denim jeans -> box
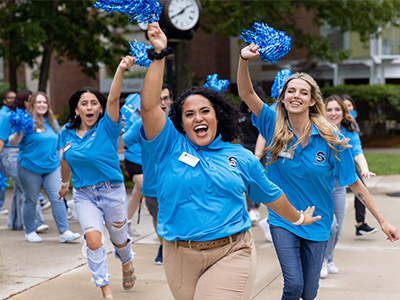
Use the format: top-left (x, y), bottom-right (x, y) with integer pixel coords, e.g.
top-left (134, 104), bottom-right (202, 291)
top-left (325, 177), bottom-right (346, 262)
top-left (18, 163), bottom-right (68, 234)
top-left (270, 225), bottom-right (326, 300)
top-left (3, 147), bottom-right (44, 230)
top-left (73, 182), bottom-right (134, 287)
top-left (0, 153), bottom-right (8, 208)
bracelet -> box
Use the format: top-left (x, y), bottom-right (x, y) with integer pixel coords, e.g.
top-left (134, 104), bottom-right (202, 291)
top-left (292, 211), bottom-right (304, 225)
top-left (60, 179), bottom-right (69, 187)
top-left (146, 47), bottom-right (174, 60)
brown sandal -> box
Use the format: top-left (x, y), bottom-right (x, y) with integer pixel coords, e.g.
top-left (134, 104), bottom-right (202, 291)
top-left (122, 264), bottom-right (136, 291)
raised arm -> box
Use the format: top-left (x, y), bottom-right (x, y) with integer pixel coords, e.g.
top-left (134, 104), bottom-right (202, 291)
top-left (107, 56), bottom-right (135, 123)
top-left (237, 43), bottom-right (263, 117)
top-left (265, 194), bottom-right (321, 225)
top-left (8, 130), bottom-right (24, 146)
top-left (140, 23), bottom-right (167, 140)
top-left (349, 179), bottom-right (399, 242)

•••

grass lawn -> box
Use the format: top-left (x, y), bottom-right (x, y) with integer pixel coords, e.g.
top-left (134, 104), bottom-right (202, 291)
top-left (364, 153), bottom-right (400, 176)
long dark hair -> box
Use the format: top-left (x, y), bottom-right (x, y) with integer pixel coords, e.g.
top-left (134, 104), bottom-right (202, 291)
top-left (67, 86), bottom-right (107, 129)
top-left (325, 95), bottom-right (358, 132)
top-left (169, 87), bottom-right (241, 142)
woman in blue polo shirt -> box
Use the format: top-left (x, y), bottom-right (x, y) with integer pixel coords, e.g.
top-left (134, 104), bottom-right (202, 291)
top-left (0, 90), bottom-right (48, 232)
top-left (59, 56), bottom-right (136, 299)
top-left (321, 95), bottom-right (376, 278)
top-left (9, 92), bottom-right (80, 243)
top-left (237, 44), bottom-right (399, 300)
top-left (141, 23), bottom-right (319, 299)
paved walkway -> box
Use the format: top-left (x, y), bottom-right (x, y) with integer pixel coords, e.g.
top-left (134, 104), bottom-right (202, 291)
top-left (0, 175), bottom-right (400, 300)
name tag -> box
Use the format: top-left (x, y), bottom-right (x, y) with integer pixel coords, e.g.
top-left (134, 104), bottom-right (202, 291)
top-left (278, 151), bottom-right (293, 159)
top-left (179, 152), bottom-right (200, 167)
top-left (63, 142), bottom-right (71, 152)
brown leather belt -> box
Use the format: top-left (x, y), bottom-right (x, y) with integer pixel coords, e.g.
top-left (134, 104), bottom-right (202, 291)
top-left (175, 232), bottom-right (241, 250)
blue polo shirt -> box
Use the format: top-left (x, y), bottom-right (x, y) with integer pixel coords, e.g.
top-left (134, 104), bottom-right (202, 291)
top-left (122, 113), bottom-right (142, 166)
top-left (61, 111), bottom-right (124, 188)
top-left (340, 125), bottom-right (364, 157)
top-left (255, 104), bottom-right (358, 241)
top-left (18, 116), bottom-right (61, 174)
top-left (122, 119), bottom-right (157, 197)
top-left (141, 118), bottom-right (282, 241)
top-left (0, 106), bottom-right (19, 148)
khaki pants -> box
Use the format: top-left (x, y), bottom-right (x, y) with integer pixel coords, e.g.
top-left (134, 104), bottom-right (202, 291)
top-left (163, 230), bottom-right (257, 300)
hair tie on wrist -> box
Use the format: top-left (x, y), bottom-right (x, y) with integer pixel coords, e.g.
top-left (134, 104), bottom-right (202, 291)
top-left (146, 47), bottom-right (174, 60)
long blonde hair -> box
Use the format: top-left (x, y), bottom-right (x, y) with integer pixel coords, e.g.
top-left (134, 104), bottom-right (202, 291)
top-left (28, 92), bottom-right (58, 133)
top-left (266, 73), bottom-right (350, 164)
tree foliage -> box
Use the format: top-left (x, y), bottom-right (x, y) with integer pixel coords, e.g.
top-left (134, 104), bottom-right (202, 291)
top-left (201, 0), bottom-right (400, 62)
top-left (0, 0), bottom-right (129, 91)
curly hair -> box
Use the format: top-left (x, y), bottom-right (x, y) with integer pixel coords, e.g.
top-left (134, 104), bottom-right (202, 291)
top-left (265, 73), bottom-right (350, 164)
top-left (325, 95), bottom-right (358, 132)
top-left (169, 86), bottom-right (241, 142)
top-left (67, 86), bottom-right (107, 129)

•••

TASK PROMPT
Put into a numbered list the lines of the items from the one containing "tree foliage -> box" through the one containing "top-left (0, 0), bottom-right (129, 91)", leaving out any blank lines.

ANSWER IN FULL
1. tree foliage -> box
2. Use the format: top-left (x, y), bottom-right (x, y) with integer pixel coords, e.g.
3. top-left (134, 104), bottom-right (202, 291)
4. top-left (201, 0), bottom-right (400, 62)
5. top-left (0, 0), bottom-right (129, 91)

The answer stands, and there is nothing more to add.